Return every line of the entries below that contains the word "long".

((

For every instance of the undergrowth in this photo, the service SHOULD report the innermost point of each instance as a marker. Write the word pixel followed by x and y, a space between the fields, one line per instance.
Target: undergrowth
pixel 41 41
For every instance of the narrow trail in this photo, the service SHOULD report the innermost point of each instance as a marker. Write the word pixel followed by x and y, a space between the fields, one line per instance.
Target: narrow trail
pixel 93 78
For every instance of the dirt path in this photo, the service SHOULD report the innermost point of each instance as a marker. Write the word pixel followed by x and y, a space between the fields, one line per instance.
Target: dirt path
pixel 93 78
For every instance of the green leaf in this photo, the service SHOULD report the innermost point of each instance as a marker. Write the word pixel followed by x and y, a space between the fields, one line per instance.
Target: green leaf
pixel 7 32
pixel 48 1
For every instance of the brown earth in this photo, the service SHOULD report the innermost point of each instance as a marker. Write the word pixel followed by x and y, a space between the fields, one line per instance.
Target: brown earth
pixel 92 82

))
((

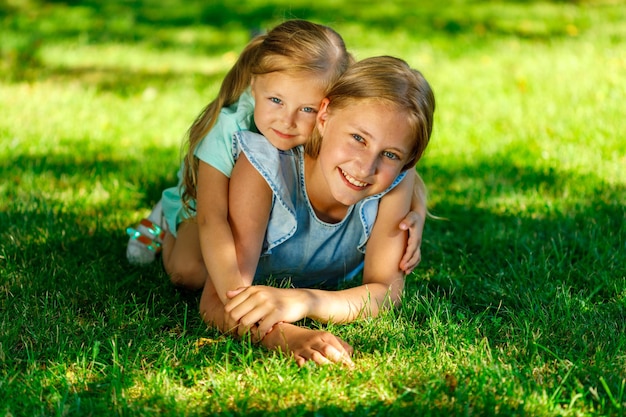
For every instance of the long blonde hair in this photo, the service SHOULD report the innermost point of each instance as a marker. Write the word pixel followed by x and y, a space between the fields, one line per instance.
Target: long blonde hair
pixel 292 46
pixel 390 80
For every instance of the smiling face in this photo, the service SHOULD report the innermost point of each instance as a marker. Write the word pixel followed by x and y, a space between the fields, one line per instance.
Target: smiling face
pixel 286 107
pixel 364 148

))

■ RESULT OF THE TASK:
For every instance of the long blonde hair in this photo, the service SHOULD report the innermost point of each instance as a marker. Write the word pixel followed by x and y, a space between the fields, one line per instance.
Target: long blonde hair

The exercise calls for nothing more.